# The input
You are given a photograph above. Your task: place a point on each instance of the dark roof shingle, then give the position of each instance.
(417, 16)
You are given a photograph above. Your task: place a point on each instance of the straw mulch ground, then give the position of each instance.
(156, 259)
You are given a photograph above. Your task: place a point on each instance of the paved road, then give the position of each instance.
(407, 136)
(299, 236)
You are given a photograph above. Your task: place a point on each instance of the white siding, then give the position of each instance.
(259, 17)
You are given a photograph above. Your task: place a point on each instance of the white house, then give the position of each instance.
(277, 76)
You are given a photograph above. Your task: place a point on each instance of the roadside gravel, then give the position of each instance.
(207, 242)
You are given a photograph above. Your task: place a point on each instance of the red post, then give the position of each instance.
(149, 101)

---

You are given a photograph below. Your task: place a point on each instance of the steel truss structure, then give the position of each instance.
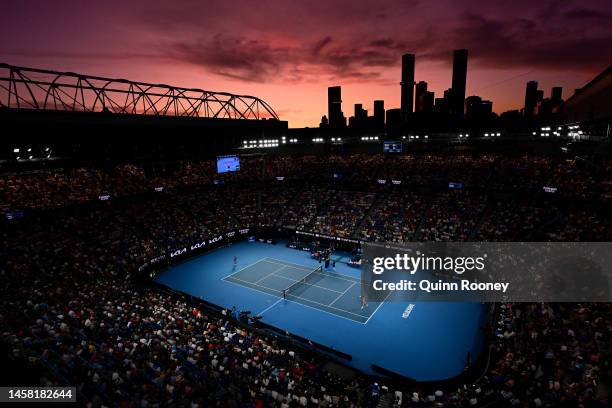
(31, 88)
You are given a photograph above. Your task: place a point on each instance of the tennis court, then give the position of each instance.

# Objective
Could you update the stretch from the line containing "You are given a photograph below." through the line containing "court, then give the position of each instance." so that "photograph" becomes "image", with everything else unchanged and the picture left out?

# Written reply
You are given a image below. Your task: place a point on each instance of the steel truss structure, then give the position of each instance.
(31, 88)
You are given a image above. Your task: place a point on each instance of the tennis court, then give the position of each instance.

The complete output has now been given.